- _Written problem_
The material below should be written out in full and exactly; pictures stay out of the copy.

- _Source records_
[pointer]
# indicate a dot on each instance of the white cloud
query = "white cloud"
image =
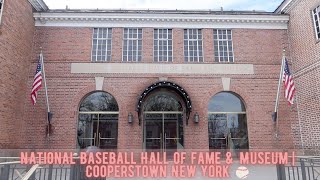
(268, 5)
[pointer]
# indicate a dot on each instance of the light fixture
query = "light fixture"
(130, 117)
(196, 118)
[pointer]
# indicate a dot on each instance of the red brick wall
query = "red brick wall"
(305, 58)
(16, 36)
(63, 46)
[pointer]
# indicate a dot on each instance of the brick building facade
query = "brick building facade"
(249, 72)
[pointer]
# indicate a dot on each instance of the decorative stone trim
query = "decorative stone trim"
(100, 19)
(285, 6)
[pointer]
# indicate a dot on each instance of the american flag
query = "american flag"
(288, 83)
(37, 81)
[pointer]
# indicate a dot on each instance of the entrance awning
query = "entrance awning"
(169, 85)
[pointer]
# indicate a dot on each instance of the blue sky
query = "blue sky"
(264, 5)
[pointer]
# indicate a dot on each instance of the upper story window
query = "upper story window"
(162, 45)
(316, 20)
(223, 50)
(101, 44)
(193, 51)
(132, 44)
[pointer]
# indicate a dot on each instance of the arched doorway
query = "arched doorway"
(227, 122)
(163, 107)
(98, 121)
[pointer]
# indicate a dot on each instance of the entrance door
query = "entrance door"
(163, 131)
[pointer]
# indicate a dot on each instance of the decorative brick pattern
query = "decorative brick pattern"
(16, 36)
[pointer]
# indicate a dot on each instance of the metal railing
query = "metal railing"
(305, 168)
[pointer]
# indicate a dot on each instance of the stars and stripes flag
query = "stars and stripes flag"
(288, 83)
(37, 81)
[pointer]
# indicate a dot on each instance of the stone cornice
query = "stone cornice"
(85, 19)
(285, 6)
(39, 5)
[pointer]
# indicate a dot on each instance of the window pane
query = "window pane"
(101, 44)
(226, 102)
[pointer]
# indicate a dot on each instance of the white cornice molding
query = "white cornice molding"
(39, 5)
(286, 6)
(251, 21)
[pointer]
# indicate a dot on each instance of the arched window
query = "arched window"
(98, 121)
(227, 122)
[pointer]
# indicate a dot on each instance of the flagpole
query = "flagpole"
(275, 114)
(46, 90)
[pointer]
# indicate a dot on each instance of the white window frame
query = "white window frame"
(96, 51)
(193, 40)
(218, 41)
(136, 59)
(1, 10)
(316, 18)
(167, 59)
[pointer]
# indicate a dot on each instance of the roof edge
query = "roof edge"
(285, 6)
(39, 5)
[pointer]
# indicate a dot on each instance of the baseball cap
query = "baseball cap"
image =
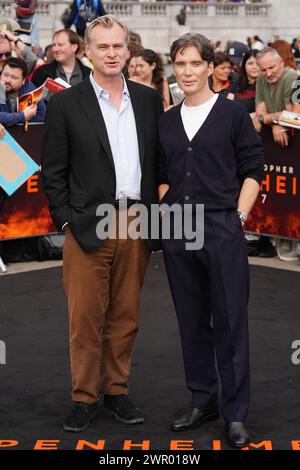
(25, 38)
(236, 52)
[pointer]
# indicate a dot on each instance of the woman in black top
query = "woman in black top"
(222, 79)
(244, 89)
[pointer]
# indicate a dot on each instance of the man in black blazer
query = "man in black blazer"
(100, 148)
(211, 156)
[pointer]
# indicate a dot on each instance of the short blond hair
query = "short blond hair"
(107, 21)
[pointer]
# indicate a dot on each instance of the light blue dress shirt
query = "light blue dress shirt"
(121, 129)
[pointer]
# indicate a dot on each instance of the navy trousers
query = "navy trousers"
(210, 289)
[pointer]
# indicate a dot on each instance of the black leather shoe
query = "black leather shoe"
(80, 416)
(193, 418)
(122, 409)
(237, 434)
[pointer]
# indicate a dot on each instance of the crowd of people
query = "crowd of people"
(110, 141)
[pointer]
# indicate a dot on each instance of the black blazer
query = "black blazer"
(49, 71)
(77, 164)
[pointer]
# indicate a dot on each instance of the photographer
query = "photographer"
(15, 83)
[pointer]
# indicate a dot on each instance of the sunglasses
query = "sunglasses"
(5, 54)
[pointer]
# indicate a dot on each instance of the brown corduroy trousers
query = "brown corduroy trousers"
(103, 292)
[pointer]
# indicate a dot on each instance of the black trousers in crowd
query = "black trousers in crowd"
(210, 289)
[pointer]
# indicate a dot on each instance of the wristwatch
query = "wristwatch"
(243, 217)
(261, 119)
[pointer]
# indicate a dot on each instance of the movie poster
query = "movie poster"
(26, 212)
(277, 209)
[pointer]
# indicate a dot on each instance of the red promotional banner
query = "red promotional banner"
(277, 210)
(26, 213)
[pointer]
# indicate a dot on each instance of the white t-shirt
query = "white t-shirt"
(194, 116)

- _Exercise output_
[pointer]
# indicate a dot on each instance of the white cloud
query = "white cloud"
image =
(268, 5)
[pointer]
# indicate a dot on each instance of the light fixture
query = "light fixture"
(130, 117)
(196, 118)
[pointer]
# indicate a dot on each instance of the red brick wall
query = "red brick wall"
(305, 58)
(16, 36)
(63, 46)
[pointer]
# indicate a dot on each instance of the brick building facade
query = "brick building facade"
(249, 72)
[pointer]
# indicate a dot on each instance of the decorative stone trim
query = "decorative stone trim"
(100, 19)
(285, 6)
[pointer]
# indicate a dot on each instance of the american flag
query = "american flag"
(288, 83)
(37, 81)
[pointer]
# indicate a dot on each instance of the entrance awning
query = "entrance awning"
(169, 85)
[pointer]
# indicate a dot on each instance of the blue sky
query = "blue sky"
(264, 5)
[pointer]
# indicate a dot on each instance of the upper story window
query = "upper story window"
(162, 45)
(316, 20)
(223, 50)
(101, 44)
(193, 51)
(132, 44)
[pointer]
# indicate a dot on each instance of the arched doorway
query = "arched doorway"
(227, 122)
(163, 107)
(98, 121)
[pointer]
# indicate a dot on each instance of the entrance door
query = "entrance door"
(163, 131)
[pointer]
# indicate a dot on each instance of the decorative brick pattern
query = "decorative brick pattern"
(16, 36)
[pointer]
# indicate a dot on each instance of the metal railing
query = "metal railing"
(305, 168)
[pointer]
# indicate a dot on each instance of the stars and stripes flag
query = "stars and stripes flag"
(288, 83)
(37, 81)
[pointer]
# indicate a dot on each instance of the stone cornice
query = "stone cornice"
(85, 19)
(285, 6)
(39, 5)
[pointer]
# indicate a dot on each instance of the window pane
query = "window pane"
(101, 44)
(226, 102)
[pointer]
# indicate a dot on each instance of the white cornice molding
query = "white cornice molding"
(39, 5)
(286, 6)
(251, 21)
[pointer]
# indicate a dot on each instance of the arched window
query = "arched window"
(98, 121)
(227, 122)
[pointer]
# indicate a dot on each instance of the flagpole
query = "flagpole"
(275, 114)
(46, 90)
[pointer]
# indicate a dot on each instance of the white window frame
query = "white window frame"
(96, 51)
(193, 40)
(218, 41)
(136, 59)
(1, 10)
(316, 18)
(167, 59)
[pointer]
# indicate a dot on each instance of the roof edge
query = "roof edge"
(285, 6)
(39, 5)
[pointer]
# indicate a dot on each instance of the baseball cap
query = "baseball cap"
image =
(25, 38)
(236, 52)
[pointer]
# indicate a dot on each instance of the woman in black top
query = "woman in black top"
(222, 79)
(244, 89)
[pointer]
# indicate a dot on each instance of the man in black blazer
query = "man in black blazer"
(100, 148)
(211, 156)
[pointer]
# indicate a dot on each instance of the short blond hair
query = "short blond hair"
(107, 21)
[pointer]
# indicate a dot on each instance of the light blue dress shirt
query = "light blue dress shirt"
(121, 129)
[pointer]
# indicate a dot on each instance of the navy trousers
query = "navy trousers"
(210, 289)
[pointer]
# indicate a dot on each instance of the black leather shoe
query = "black leather shoe"
(80, 416)
(193, 418)
(122, 409)
(237, 434)
[pointer]
# indicate a dot on each instance of the crowd of people
query = "crowd of people"
(110, 141)
[pointer]
# indicate a dot on each instance of the black blazer
query = "black blazer"
(49, 71)
(77, 164)
[pointer]
# indicate a dot on each instance of the photographer
query = "photographer"
(15, 83)
[pointer]
# indicate a dot on each instance of the sunglasses
query = "sunglasses"
(5, 54)
[pointer]
# indicate a dot on each instance of the brown corduroy trousers
query = "brown corduroy trousers"
(103, 292)
[pointer]
# indicate a dot on each instance of the black trousers in crowd
query = "black trousers in crowd"
(210, 289)
[pointer]
# indicate a dot on each instance of the wristwatch
query = "wristwatch"
(243, 217)
(261, 119)
[pointer]
# indicate a dot on each instance of the movie poster
query = "movie poster"
(26, 212)
(277, 209)
[pointer]
# indicate a dot on each instance of the red promotional banner
query = "red promotional banner"
(277, 210)
(26, 213)
[pointer]
# indicate a dot on each instance of the white t-shirt
query = "white t-shirt"
(194, 116)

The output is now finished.